There were four programming assignments in this course. The first three were adapted from CS 231n at Stanford, and the fourth one was a reinforcement learning homework assignment which John and I had to create. It asked questions regarding Deep-Q Networks and Policy Gradients. Some of the homework was unclear, and we only had two reinforcement learning lectures in the course — neither of which mentioned DQN — so I think in future iterations of the course, either the lecture arrangement or the fourth assignment (or both) should be substantially revised.

CS 294-129 also contained an in-class midterm (80 minutes). Professor Canny created the midterm and I helped to revise and clarify it. One regret I have is that I didn’t create any questions. While the midterm was OK and fair, I would have designed it in a slightly different way and would have made it more challenging. Grading was easy due to Gradescope.

I also made a mistake just before the midterm. Professor Canny had said that students were allowed to use “one page of notes”. A student asked a question on Piazza inquiring about whether this was one-sided or two-sided. I had always thought one page meant two-sided, and the day before the midterm, I provided an answer: “two-sided”. Oops. Professor Canny almost immediately replied saying one-sided. To the students who had to rewrite their cheat sheet for the exam due to this, I am genuinely sorry. After that, I made sure not to jump the gun on administration questions.

## Point labeling examples
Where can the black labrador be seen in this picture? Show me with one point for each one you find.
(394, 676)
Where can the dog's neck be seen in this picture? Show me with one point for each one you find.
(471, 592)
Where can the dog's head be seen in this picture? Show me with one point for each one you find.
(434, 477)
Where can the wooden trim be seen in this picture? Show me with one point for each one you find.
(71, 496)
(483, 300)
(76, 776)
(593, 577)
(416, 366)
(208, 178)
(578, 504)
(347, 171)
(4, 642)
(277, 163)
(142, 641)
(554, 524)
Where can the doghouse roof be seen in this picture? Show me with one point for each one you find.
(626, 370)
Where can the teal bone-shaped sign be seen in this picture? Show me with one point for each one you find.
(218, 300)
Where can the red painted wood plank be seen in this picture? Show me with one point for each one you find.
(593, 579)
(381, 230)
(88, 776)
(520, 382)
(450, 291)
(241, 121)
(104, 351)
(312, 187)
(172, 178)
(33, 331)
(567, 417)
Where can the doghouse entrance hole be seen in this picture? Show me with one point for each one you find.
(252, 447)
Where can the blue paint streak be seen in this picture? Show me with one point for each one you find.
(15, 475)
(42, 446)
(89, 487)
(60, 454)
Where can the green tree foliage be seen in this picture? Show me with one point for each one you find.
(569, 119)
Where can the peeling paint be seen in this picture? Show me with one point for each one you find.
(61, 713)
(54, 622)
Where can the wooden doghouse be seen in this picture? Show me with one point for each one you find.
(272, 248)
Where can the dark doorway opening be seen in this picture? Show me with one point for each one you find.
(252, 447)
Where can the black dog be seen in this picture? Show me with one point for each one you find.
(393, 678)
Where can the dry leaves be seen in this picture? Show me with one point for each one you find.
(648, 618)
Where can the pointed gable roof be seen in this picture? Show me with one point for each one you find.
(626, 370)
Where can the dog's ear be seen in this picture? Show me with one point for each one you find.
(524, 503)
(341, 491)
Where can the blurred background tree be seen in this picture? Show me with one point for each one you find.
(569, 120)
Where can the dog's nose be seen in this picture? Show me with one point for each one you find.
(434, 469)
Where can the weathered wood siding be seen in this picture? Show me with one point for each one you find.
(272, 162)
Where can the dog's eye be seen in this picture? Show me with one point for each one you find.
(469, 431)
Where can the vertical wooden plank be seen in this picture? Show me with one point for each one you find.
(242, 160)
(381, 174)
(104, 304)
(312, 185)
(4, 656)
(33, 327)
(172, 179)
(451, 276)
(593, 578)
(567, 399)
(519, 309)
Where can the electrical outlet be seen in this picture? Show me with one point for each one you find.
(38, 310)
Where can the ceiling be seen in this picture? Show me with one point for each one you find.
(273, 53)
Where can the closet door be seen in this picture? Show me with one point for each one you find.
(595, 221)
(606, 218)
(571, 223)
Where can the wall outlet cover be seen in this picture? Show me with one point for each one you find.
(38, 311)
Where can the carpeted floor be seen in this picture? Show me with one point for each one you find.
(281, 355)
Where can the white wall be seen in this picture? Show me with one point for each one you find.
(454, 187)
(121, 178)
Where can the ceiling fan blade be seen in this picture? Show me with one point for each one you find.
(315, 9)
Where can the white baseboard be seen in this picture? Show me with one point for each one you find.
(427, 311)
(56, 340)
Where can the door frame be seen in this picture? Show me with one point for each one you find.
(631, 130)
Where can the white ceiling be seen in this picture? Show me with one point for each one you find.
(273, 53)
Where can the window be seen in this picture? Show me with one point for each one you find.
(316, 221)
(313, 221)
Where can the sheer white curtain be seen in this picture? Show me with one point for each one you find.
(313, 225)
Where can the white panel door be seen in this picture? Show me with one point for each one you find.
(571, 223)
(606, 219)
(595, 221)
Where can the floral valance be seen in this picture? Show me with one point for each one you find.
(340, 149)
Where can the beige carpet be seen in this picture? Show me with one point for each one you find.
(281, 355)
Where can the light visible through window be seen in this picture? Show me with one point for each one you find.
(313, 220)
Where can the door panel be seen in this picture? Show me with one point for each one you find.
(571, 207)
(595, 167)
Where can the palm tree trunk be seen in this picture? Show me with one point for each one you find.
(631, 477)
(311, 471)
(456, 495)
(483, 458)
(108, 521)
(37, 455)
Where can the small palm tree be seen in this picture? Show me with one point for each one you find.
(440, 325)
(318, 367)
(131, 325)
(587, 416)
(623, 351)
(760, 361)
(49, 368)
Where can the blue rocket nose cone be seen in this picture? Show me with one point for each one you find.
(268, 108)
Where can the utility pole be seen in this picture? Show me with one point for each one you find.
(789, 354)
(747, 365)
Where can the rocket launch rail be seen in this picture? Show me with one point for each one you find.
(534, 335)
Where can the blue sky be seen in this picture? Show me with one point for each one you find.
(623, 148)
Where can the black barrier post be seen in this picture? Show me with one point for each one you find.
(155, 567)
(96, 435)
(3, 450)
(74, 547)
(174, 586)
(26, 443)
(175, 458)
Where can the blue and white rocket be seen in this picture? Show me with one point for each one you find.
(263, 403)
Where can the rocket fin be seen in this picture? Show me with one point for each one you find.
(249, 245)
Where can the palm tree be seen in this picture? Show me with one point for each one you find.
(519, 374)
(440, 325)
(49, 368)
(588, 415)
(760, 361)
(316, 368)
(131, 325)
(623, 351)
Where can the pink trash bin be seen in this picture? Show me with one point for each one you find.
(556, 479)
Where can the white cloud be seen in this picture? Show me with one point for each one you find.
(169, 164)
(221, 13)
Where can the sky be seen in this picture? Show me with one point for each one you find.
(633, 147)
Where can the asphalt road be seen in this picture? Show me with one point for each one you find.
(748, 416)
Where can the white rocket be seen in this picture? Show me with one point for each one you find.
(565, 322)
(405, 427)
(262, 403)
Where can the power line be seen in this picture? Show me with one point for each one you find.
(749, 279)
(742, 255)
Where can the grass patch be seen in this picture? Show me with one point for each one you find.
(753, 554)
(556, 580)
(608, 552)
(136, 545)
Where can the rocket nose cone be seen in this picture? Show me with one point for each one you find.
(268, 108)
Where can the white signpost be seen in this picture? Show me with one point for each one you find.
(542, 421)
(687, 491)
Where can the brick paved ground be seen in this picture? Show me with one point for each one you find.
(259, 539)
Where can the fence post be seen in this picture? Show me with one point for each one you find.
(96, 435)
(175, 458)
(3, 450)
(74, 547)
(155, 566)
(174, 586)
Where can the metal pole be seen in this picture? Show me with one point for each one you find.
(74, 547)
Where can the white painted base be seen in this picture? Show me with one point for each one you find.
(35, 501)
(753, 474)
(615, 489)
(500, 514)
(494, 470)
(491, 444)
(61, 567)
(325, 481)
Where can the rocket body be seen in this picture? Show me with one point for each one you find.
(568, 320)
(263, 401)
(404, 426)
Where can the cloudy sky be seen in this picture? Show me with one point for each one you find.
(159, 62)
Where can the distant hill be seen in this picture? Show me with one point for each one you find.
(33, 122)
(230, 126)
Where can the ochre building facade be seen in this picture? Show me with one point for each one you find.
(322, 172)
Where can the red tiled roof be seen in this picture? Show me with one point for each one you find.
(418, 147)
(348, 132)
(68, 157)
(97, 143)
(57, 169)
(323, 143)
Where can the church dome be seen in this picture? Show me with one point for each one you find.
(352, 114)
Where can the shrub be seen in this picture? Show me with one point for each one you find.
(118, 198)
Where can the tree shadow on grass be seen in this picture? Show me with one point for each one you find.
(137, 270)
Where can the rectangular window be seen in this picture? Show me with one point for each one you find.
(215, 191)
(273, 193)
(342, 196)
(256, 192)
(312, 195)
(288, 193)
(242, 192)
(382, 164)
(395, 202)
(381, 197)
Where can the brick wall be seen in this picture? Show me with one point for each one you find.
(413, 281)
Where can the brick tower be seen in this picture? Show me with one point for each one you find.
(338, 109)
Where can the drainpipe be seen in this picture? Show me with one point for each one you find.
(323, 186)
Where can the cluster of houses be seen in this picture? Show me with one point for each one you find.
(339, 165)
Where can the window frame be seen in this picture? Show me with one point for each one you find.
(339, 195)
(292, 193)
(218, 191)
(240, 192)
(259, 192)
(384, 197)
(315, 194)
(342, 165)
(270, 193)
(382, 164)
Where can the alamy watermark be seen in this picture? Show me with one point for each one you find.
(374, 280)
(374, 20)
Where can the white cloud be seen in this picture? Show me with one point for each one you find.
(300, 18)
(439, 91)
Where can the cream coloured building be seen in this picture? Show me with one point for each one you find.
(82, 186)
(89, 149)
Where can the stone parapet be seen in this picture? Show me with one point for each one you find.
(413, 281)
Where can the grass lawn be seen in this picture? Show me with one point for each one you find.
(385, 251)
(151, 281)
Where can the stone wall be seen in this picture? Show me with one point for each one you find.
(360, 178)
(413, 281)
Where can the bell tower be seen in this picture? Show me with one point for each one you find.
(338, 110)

## AIM
According to the passage about the course, how long was the in-class midterm?

## EXPECTED OUTPUT
80 minutes